=== Scopo del compito ===
Stampa senza alcuna modifica il tratto che va dalla riga contenente "Confirm that each instance of the white t-shirt" fino all'ultima delle righe, includendo entrambi gli estremi.

=== Righe del compito ===
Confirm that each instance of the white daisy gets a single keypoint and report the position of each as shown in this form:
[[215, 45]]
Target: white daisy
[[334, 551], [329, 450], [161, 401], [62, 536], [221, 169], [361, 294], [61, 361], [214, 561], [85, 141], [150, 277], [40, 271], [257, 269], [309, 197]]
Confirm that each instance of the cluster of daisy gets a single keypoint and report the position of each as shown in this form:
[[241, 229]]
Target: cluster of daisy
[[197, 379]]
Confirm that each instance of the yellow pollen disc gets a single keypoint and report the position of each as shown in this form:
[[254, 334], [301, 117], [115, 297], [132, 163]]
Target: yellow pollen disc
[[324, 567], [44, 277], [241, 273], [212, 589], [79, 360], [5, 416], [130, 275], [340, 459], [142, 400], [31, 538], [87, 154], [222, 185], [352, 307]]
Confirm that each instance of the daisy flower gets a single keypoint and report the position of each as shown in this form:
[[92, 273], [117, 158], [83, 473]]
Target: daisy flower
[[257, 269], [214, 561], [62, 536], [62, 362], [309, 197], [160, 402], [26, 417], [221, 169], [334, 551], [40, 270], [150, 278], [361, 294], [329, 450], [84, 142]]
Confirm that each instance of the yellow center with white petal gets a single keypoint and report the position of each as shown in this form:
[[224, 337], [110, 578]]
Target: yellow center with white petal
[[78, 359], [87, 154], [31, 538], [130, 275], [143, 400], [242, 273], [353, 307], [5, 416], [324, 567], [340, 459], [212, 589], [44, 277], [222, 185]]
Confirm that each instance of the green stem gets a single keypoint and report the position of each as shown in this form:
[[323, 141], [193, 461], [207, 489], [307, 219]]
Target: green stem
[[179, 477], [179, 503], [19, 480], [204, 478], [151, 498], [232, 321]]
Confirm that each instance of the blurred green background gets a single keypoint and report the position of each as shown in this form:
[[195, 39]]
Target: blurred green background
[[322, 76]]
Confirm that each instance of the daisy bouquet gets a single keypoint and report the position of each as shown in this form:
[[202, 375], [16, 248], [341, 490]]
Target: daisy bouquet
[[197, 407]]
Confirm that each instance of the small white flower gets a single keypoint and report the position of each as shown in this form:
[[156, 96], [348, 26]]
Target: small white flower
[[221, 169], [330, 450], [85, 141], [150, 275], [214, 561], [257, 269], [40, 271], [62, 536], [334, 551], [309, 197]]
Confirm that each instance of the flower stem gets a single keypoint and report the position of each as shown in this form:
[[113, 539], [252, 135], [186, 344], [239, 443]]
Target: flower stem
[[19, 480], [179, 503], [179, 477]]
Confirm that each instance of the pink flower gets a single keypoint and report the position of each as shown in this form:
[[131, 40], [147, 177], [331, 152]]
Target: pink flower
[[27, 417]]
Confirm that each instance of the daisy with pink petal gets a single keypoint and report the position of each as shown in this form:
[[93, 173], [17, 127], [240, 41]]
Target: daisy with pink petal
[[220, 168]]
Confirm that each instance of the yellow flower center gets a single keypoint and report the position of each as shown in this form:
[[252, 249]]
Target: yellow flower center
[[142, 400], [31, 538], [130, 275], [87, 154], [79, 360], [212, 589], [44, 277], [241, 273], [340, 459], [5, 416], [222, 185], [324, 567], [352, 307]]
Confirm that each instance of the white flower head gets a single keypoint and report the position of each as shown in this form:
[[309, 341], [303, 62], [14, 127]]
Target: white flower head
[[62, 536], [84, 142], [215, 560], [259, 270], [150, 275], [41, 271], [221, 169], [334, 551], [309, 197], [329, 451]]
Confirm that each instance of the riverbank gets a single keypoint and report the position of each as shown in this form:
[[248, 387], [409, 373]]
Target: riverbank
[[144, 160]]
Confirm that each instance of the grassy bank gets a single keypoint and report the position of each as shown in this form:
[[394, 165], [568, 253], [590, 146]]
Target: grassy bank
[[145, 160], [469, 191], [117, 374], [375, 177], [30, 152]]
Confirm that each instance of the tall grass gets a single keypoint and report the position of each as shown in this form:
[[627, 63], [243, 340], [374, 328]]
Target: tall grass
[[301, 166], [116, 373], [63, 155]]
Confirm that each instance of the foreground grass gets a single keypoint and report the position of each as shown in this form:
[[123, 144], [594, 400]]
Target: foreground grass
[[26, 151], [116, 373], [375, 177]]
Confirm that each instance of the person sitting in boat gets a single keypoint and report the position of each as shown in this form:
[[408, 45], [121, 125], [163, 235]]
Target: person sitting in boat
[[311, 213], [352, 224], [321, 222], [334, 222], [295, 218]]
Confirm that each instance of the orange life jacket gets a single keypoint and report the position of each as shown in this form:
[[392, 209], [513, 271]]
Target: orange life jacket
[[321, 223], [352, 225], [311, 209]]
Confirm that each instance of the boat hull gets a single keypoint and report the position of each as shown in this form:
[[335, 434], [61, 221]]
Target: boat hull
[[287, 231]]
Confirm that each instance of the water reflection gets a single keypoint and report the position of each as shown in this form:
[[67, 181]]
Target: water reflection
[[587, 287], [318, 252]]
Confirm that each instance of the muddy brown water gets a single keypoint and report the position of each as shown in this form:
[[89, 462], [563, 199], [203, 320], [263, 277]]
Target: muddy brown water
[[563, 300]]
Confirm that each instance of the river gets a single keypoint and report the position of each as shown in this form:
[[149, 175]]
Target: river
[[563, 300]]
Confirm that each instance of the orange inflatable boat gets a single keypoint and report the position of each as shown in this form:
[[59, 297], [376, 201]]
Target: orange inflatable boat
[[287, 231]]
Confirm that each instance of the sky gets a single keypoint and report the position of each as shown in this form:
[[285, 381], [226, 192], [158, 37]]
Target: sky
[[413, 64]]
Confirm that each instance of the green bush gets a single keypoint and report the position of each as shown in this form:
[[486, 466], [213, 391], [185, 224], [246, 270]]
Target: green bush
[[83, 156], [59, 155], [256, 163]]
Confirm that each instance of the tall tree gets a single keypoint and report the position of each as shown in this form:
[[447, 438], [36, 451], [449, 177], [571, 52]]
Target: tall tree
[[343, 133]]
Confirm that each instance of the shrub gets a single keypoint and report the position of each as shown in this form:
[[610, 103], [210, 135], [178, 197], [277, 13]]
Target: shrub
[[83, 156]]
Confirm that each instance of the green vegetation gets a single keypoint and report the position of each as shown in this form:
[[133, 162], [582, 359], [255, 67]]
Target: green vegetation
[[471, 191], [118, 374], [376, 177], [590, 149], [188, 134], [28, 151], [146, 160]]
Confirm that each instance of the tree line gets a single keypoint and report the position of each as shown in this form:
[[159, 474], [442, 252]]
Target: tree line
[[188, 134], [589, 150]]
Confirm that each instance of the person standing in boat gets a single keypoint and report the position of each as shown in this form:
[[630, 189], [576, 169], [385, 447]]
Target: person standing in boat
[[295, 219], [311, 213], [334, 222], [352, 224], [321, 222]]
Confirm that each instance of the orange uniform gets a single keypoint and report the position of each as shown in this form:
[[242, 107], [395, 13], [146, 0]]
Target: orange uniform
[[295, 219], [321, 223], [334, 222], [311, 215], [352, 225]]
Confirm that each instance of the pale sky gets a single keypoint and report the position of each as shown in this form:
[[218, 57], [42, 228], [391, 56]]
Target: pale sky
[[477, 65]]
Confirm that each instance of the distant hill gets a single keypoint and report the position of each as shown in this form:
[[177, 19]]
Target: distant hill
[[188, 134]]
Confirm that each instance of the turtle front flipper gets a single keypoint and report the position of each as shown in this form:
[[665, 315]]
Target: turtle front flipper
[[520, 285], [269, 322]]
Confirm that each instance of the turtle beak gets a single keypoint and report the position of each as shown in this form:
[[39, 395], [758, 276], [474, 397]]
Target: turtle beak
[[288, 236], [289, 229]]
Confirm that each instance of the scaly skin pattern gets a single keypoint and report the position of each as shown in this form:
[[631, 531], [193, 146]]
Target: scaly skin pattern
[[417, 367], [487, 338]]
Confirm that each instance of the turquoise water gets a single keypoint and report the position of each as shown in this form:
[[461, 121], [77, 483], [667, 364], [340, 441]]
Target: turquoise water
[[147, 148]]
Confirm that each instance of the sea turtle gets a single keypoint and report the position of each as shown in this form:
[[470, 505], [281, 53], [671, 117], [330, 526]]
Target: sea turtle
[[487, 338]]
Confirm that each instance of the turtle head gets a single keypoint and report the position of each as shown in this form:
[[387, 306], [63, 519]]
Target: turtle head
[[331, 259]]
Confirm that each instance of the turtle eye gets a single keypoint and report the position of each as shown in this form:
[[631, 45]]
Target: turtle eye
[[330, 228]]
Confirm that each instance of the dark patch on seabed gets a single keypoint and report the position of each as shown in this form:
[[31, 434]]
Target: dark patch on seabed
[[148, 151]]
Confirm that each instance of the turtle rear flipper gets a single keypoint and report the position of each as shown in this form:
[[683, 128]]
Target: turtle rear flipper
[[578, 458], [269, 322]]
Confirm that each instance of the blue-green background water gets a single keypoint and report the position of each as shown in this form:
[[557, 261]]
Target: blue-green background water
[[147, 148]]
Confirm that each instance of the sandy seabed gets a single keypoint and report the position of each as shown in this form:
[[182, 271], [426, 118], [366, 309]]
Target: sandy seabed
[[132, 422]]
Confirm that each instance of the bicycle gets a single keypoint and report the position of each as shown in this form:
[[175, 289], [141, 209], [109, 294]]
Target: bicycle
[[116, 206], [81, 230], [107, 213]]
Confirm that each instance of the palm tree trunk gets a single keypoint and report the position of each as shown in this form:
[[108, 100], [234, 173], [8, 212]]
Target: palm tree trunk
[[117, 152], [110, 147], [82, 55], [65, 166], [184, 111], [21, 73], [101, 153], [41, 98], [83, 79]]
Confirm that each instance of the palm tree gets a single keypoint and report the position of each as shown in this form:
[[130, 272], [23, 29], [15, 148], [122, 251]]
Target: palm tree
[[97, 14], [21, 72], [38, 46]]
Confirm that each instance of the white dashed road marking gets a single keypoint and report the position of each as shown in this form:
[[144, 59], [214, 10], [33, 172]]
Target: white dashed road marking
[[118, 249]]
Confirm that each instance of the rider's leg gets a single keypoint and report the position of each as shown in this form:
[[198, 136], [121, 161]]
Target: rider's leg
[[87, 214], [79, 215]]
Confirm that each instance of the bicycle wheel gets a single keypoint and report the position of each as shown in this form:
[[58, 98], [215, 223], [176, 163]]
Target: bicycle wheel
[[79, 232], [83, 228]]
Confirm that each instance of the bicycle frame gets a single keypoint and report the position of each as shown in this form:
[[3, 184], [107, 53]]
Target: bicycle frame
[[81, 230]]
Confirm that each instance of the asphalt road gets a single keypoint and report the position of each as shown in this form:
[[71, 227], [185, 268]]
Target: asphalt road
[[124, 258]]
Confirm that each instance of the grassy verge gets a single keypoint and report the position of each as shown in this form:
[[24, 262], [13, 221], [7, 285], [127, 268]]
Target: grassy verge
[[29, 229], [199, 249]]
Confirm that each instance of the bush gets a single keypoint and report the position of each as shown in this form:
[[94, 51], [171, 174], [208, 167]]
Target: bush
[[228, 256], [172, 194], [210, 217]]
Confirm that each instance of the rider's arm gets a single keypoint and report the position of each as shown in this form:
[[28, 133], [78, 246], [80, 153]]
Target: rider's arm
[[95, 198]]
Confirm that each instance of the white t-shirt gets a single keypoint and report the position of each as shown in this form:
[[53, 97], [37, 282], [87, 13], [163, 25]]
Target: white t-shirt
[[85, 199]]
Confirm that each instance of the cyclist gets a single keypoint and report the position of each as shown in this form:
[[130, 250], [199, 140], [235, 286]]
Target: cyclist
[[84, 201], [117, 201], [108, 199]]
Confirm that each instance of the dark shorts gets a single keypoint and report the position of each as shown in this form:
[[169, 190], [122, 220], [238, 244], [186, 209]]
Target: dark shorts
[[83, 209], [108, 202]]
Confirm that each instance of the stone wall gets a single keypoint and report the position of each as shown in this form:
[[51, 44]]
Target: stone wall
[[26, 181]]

=== Soluzione del problema ===
Confirm that each instance of the white t-shirt gets a single keypoint and report the position of each as shown in this form:
[[53, 97], [37, 282], [87, 13], [163, 25]]
Target: white t-shirt
[[85, 199]]
Confirm that each instance of the cyclist gets a single keypoint and report the position of each as shown in this form:
[[130, 250], [199, 140], [235, 286]]
Target: cyclist
[[84, 201], [117, 201], [108, 199]]
Confirm that each instance of the dark shorts gets a single keypoint and report the position of each as shown in this form:
[[169, 190], [122, 220], [238, 244], [186, 209]]
Target: dark shorts
[[83, 209], [108, 202]]
Confirm that each instance of the stone wall gets a single keypoint and report the position of each as shown in this form:
[[51, 44]]
Target: stone wall
[[26, 181]]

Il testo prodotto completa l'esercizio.